That?s the right thing to do, congrats Canadians.
My president has spoken against the war the way it is presented as well.
At this same time Tony Blair cabinet is falling apart there in good old UK.
http://www.sky.com/skynews/article/0,,30100-12270878,00.html
COOK SPEECH IN FULL
Former Foreign Secretary was the first casualty of war when he announced his resignation from the Cabinet.
But he received a standing ovation from MPs when he set out his reasons for resigning.
Here are edited extracts of his speech:
War vote
"I cannot support a war without international agreement or domestic support.
Neither the international community nor the British public are persuaded that there is an urgent and compelling reason for this action in Iraq.
I intend to join those tomorrow night who vote against military action now. It is for that reason and that reason alone that with a heavy heart I have resigned from the Government.
History will be astonished at the diplomatic miscalculations which led so quickly to the disintegration of that powerful coalition," he said.
The US can afford to go it alone, but Britain is not a superpower.
Our interests are best protected not by unilateral action, but by multilateral agreement and a world order governed by rules.
The international partnerships most important to us are weakened. The European Union is divided. The Security Council is in stalemate.
Those are heavy casualties of a war in which a shot has yet to be fired.
French 'not to blame'
We delude ourselves if we think the degree of international hostility (to military action) is all the result of President (Jacques) Chirac.
The reality is that Britain is being asked to embark on a war without the agreement of any of the international bodies of which we are a leading partner -not Nato, not the EU, and now not the Security Council.
To end up in such diplomatic weakness is a serious reverse."
Mr Cook dismissed comparisons of the Iraq crisis with Kosovo, stressing that Britain then had the backing of Nato, the European Union and seven of Yugoslavia's neighbours in taking action to end an "urgent and compelling humanitarian crisis".
"It is precisely because we have none of that support in this case that it was all the more important to get agreement in the Security Council as the last hope of demonstrating international agreement," he said.

• [Study questions]
**1)** In the post about Cook's resignation speech, what did MPs give Cook when he set out his reasons for resigning?
**2)** Continue the post about Cook's resignation speech from the point where it stops.
The listing has nothing to do with this.

(Saved data entries)

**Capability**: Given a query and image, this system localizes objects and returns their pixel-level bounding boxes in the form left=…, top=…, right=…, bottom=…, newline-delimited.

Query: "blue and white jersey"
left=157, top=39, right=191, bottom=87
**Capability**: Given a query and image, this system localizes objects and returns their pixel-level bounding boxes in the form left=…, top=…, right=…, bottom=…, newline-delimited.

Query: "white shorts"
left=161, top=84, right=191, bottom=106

---

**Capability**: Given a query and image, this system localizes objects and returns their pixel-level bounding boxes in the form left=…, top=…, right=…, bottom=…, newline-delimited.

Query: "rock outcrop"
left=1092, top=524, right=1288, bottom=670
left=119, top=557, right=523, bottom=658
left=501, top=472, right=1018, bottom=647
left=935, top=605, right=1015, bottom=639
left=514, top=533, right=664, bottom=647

• [Per-task answers]
**1)** A standing ovation.

**2)**
"Our difficulty in getting support this time is that neither the international community nor the British public is persuaded that there is an urgent and compelling reason for this military action in Iraq."
Contradiction
He continued: "Ironically, it is only because Iraq's military forces are so weak that we can even contemplate this invasion.
"We cannot base a military strategy of the assumption that Saddam is weak and at the same time justify pre-emptive action on the claim that he is a threat.
Iraq probably has no weapons of mass destruction in the commonly-understood sense of the term; namely a credible device capable of being delivered against a strategic city target.
It probably does still have biological toxins and battlefield chemical munitions, but it's had them since the 1980s, when US companies sold Saddam anthrax agents and the then British Government approved chemical and munitions factories.
Why is it now so urgent that to take military action to disarm a military capacity that has been there 20 years and which we helped to create?
Why is it necessary to resort to war this week while Saddam's ambition to complete his weapons programme is blocked by the presence of UN inspectors?
What has come to trouble me most over past weeks has been the suspicion that if the hanging chads in Florida had gone the other way and Al Gore had been elected we would not now be about to commit British troops.